◆ **Aim**
Convert the rows below into a JSON list of strings, one string per line and no blank lines, beginning at the line that contains "[locate] the thin" and stopping after the line that contains "[locate] the short".
>> Start Material to process
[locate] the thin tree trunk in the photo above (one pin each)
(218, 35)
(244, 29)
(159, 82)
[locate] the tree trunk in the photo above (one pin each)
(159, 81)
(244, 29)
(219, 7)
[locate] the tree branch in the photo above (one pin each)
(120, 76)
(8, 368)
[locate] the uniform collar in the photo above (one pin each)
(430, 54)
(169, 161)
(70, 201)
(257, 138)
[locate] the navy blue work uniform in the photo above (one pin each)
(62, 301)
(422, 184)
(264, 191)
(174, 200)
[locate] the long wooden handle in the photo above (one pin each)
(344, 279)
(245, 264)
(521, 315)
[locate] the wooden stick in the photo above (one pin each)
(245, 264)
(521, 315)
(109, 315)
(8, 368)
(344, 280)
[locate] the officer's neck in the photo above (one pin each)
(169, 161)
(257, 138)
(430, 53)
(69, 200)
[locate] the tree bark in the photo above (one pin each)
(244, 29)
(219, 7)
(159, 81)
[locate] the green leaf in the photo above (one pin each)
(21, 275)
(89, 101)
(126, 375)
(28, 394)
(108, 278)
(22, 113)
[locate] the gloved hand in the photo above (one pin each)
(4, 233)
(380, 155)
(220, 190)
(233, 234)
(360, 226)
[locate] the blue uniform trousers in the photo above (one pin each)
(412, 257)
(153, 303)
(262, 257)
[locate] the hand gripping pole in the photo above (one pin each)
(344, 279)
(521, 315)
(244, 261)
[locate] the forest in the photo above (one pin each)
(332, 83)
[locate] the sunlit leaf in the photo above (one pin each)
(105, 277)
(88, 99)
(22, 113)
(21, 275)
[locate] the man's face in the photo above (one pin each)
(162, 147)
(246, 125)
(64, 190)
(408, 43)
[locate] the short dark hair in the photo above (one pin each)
>> End Material to process
>> Start Material to process
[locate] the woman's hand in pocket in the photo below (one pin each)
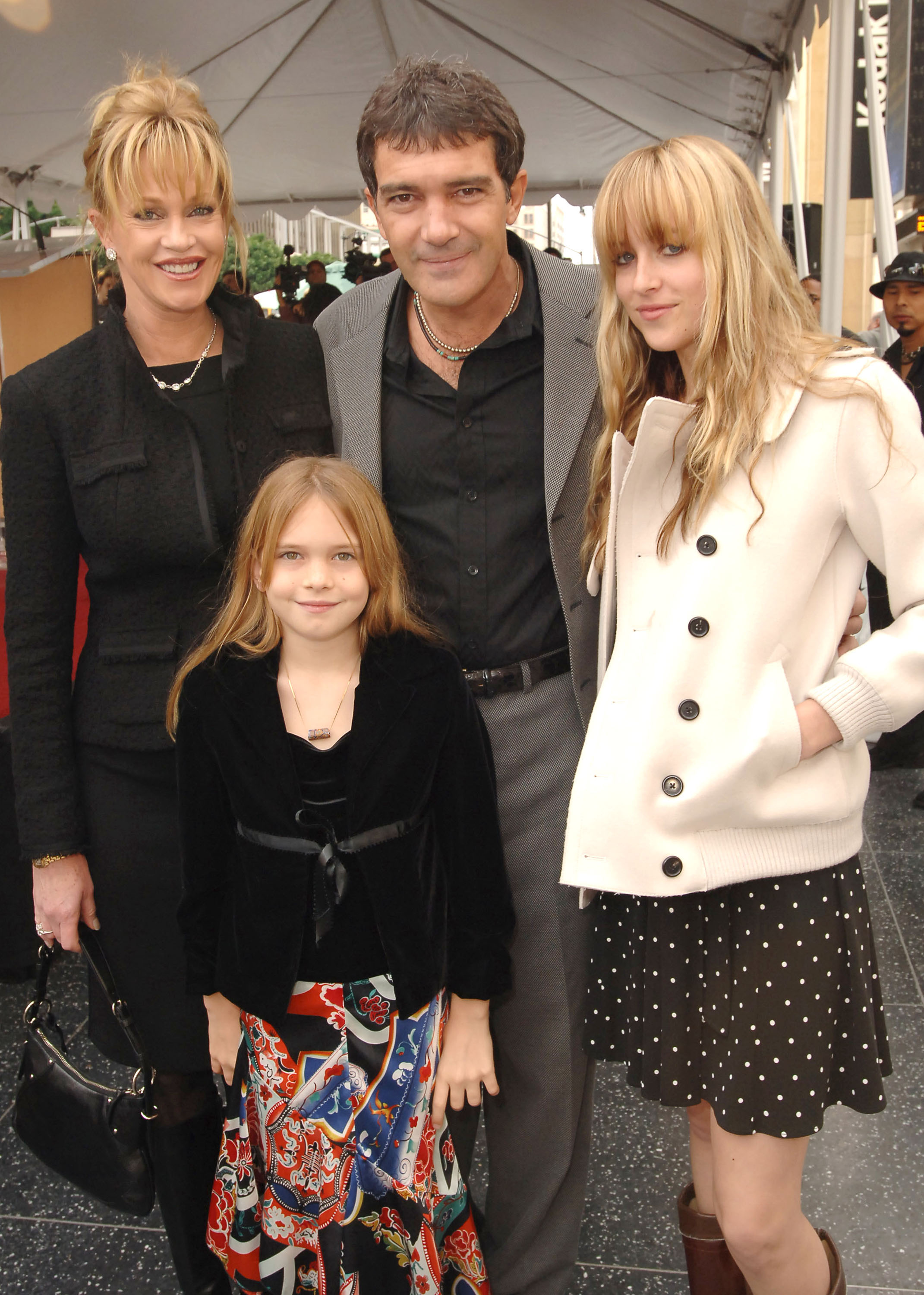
>> End Material to process
>> Start Material to process
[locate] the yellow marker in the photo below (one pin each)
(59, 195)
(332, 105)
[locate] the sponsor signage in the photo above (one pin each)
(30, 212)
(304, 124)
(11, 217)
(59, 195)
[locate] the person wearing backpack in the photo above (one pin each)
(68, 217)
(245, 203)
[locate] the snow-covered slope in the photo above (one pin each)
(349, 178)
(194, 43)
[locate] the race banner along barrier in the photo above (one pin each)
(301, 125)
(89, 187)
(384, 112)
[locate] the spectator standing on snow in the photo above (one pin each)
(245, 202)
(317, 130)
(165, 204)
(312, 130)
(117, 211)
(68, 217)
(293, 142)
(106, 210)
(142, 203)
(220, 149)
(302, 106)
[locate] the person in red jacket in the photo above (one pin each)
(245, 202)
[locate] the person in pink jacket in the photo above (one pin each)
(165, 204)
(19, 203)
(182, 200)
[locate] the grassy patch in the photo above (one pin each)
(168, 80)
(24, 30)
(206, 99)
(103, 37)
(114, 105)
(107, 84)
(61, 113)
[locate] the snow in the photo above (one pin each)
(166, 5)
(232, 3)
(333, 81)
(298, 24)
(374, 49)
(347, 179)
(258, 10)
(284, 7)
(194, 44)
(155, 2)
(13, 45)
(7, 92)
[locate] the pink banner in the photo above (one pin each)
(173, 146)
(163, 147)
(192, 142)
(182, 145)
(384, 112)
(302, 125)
>> End Material to process
◆ **Exercise output**
[
  "[locate] the thin tree trunk in the photo above (one pin each)",
  "(218, 35)",
  "(244, 29)",
  "(159, 82)",
  "[locate] the tree trunk in the photo above (one pin each)",
  "(159, 81)",
  "(244, 29)",
  "(219, 7)",
  "[locate] the tree branch in the photo above (one pin each)",
  "(120, 76)",
  "(8, 368)",
  "[locate] the uniform collar in the photo above (one pin each)",
  "(430, 54)",
  "(169, 161)",
  "(70, 201)",
  "(257, 138)",
  "[locate] the navy blue work uniform in the photo above (one pin each)",
  "(62, 301)",
  "(422, 184)",
  "(264, 191)",
  "(174, 200)",
  "[locate] the long wooden handle in the photo above (one pin each)",
  "(344, 279)",
  "(245, 264)",
  "(521, 315)",
  "[locate] the wooden stick in the photo above (one pin each)",
  "(245, 264)",
  "(521, 315)",
  "(109, 315)",
  "(8, 368)",
  "(344, 280)",
  "[locate] the officer's neck in the photo above (one pin each)",
  "(169, 161)",
  "(257, 138)",
  "(430, 53)",
  "(69, 200)",
  "[locate] the tree bark in the photo above (one pin each)",
  "(244, 29)",
  "(219, 7)",
  "(159, 81)",
  "[locate] the green leaf in the photo above (one pin each)",
  "(21, 275)",
  "(89, 101)",
  "(126, 375)",
  "(28, 394)",
  "(108, 278)",
  "(22, 113)",
  "[locate] the gloved hand in the photo above (one pin each)",
  "(4, 233)",
  "(380, 155)",
  "(220, 190)",
  "(233, 234)",
  "(360, 226)",
  "[locate] the blue uniform trousers in the photo above (one pin each)",
  "(412, 257)",
  "(153, 303)",
  "(262, 257)",
  "[locate] the hand gripping pole in the photo above (one pin each)",
  "(344, 279)",
  "(521, 315)",
  "(244, 261)",
  "[locate] the forest in the photo above (one pin each)",
  "(332, 83)",
  "[locate] the sunlit leaf in the photo above (one pin each)",
  "(105, 277)",
  "(88, 99)",
  "(22, 113)",
  "(21, 275)",
  "[locate] the man's face in the photo above (one pin each)",
  "(162, 147)",
  "(246, 125)",
  "(64, 190)",
  "(408, 43)",
  "[locate] the short dark hair in the photo above (one pin each)"
]